— LIST OF TASKS —
A - In the editorial on import duty waivers, what rate of duty did companies with investments in domestic rice production pay on their rice import quotas?
B - Repeat the entries word for word, starting at the line that contains "Target: windshield" and continuing through the last line of the entries.

— TEXT TO READ —
§ §

Thursday 21 May 2015

Stop the rotten waivers, exemptions scam...

LIKE a sore thumb, the issue of the controversial misuse of import duty waivers, exemptions and concessions has resurfaced. That two ministers are vigorously distancing themselves from shady waiver deals exemplifies the confusion, hypocrisy and sheer incompetence of the outgoing Goodluck Jonathan government and its poor record in financial coordination. The incoming administration will have to take a tough, sensible and patriotic stance on waivers and other fiscal incentives to boost local production and create jobs.



What it is inheriting is too sordid. The failure of the government to uproot corruption and cronyism from the system is apparent in the two latest episodes. It was the House of Representatives that blew the whistle that over N36 billion was being owed by some importers who were hiding under the cover of incentives to dodge paying stipulated import duties on rice. Summoned by the House ad hoc committee, the Minister of Agriculture and Rural Development, Akinwunmi Adesina, stoutly denied granting waivers to the said importers, revealing in his testimony the tenacity of a fraud-ridden system that had been exposed through previous waiver scandals.

It is a well-oiled system of graft, impunity and patronage. Under the government’s local rice production policy, for example, companies that had made investments in domestic rice production were allotted quotas to import rice to augment the national shortfall and would pay 30 per cent duty (import duty and levy) compared to 70 per cent paid by other importers. But, according to the Nigeria Customs Service, some used them long after they had expired and some, said Adesina, “imported 100,000 metric tonnes, 300,000MT above their quotas.” NCS officials have confessed to being subjected to “pressure from above” and how some beneficiaries used waivers to bring in furniture and luxury cars instead of capital goods.

The second case is more intriguing. Ngozi Okonjo-Iweala, the Minister of Finance and Coordinating Minister for the Economy, reportedly wrote a query to the Nigerian Investment Promotion Council, complaining of huge revenue loss due to the abuse of Pioneer Status (tax holiday) to Seplat Petroleum “for a straight five-year period,” contrary to the law and fraudulent listing of beneficiary companies under existing legislation that allows them enjoy incentives reserved for firms that will add value to the economy and create jobs.

§ §

— TASK DATA —
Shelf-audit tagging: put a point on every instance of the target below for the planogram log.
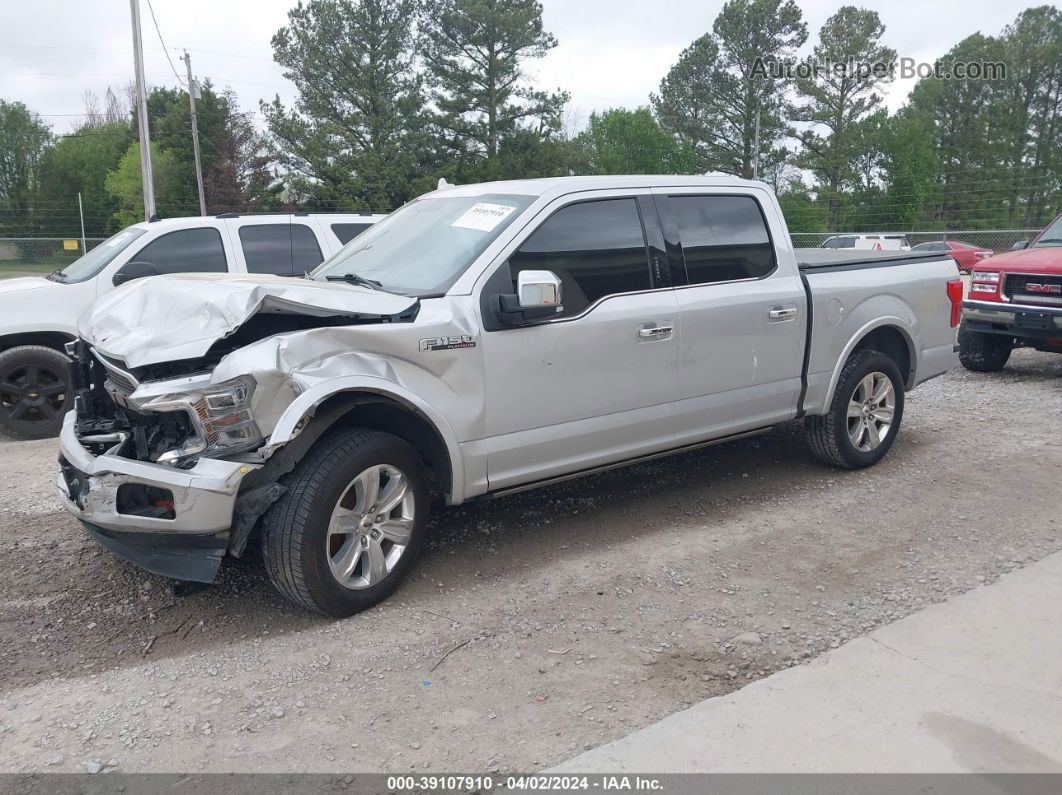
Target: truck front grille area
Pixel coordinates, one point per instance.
(105, 421)
(1038, 290)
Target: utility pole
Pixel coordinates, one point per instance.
(81, 211)
(141, 115)
(191, 101)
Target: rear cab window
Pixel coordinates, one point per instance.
(186, 251)
(283, 248)
(724, 238)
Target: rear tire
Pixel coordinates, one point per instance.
(982, 352)
(864, 415)
(324, 549)
(34, 392)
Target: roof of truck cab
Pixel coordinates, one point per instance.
(562, 185)
(186, 221)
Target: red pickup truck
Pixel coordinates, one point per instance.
(1014, 300)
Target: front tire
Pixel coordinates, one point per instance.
(982, 352)
(346, 532)
(34, 392)
(864, 415)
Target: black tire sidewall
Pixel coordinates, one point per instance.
(331, 598)
(55, 363)
(870, 361)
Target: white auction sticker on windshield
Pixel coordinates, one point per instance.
(483, 217)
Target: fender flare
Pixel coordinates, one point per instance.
(307, 403)
(891, 322)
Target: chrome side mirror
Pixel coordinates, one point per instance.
(538, 290)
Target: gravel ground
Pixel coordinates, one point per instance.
(534, 626)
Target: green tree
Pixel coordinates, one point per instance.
(713, 96)
(23, 139)
(802, 212)
(968, 120)
(1032, 47)
(839, 98)
(474, 51)
(356, 137)
(622, 141)
(125, 185)
(235, 156)
(80, 162)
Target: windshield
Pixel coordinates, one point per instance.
(1051, 236)
(85, 268)
(424, 247)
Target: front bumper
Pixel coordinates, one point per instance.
(1012, 320)
(203, 498)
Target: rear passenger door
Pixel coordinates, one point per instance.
(742, 320)
(277, 245)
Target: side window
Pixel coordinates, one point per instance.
(267, 248)
(597, 248)
(305, 252)
(723, 238)
(186, 251)
(346, 232)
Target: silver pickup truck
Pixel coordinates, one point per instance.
(482, 340)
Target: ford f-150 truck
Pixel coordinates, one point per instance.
(38, 314)
(1014, 300)
(481, 340)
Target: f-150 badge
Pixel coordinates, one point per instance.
(447, 343)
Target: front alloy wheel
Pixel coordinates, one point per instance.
(371, 526)
(34, 392)
(346, 531)
(871, 411)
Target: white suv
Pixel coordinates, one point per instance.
(38, 315)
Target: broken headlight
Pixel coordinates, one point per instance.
(220, 413)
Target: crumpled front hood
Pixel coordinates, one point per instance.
(26, 282)
(166, 318)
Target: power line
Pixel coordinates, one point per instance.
(163, 42)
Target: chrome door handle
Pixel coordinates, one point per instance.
(652, 331)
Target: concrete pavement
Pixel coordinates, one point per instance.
(970, 685)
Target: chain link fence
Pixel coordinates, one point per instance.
(34, 256)
(997, 240)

§ §

— EXPECTED RESULTS —
A - 30 percent (import duty and levy)

B -
Target: windshield
Pixel coordinates, one point per instance.
(1051, 236)
(85, 268)
(424, 247)
Target: front bumper
Pixel coordinates, one point per instance.
(1012, 320)
(203, 498)
Target: rear passenger door
Pixel coordinates, one point per instance.
(742, 320)
(277, 245)
Target: side window
Pixel coordinates, one point per instance.
(267, 248)
(597, 248)
(305, 252)
(723, 238)
(186, 251)
(346, 232)
Target: silver pickup truck
Pixel coordinates, one point per instance.
(482, 340)
Target: ford f-150 truck
Pixel coordinates, one point per instance.
(38, 314)
(1014, 300)
(481, 340)
Target: f-150 badge
Pixel coordinates, one point per instance.
(447, 343)
Target: front alloy wheel
Pixel coordinates, one point per instance.
(371, 526)
(34, 392)
(346, 531)
(871, 411)
Target: white suv
Pixel coordinates, one point per instance.
(38, 315)
Target: broken headlight
Pixel coordinates, one point per instance.
(220, 413)
Target: crumpled front hood
Pixel coordinates, one point per instance.
(26, 282)
(166, 318)
Target: power line
Pixel coordinates, one point per instance.
(163, 42)
Target: chrome door handle
Pixel coordinates, one point per instance.
(652, 331)
Target: concrete pavement
Pixel coordinates, one point per instance.
(970, 685)
Target: chain link fence
Pixel coordinates, one point per instance.
(34, 256)
(997, 240)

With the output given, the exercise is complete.